───── Data listing

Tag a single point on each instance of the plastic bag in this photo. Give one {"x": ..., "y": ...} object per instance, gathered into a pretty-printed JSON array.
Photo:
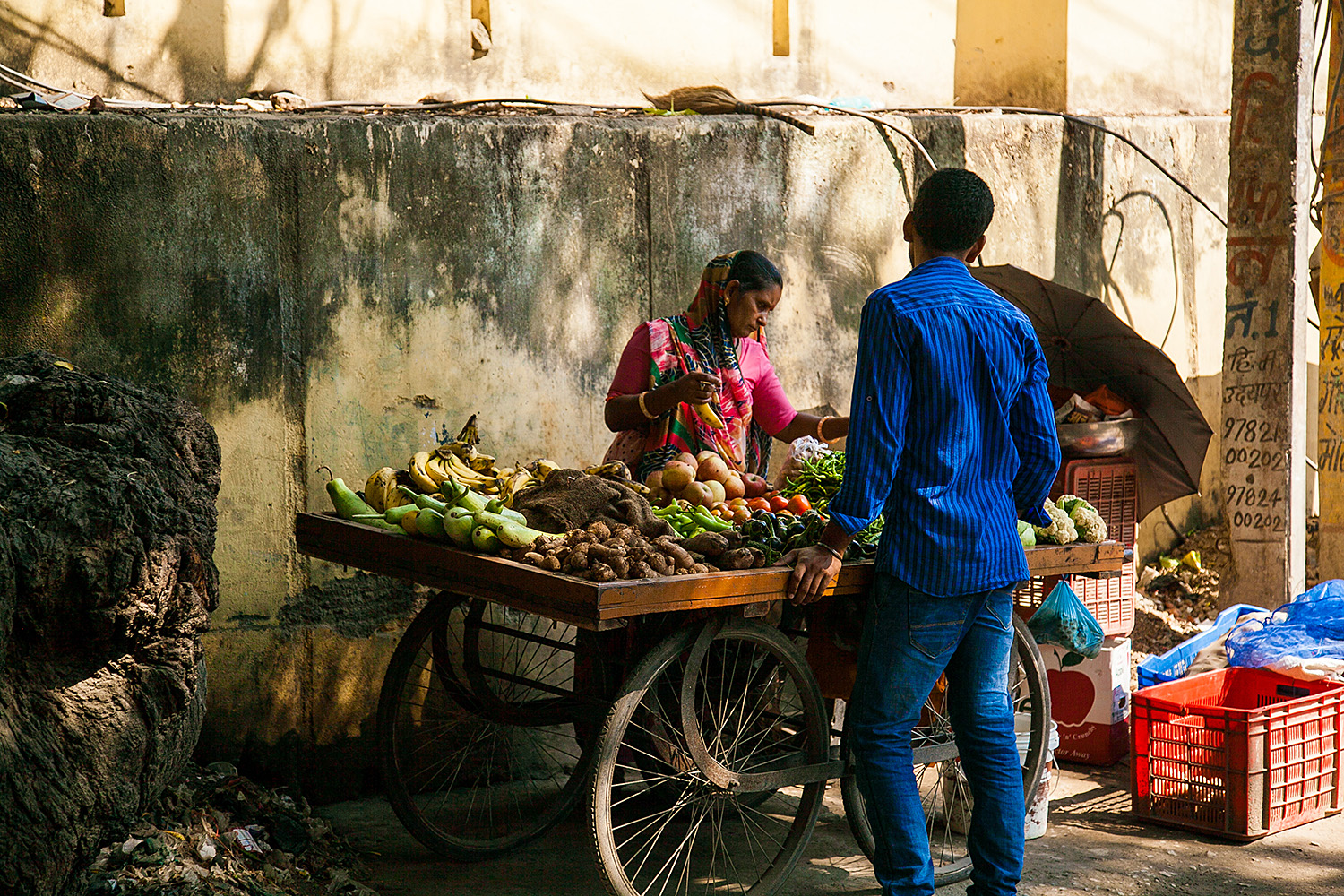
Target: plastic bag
[
  {"x": 801, "y": 449},
  {"x": 1303, "y": 638},
  {"x": 1066, "y": 621}
]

──────────

Given task: Arrange the lines of the records above into a numbered list, omitting blank lines and the pictures.

Solution to this problem:
1. Tag a single point on each instance of the plastic bag in this photo. Give one {"x": ..., "y": ...} object per instance, gathered into a pretty-printed JSON array.
2. Photo:
3. Target: plastic bag
4. [
5.   {"x": 801, "y": 449},
6.   {"x": 1303, "y": 638},
7.   {"x": 1066, "y": 621}
8. ]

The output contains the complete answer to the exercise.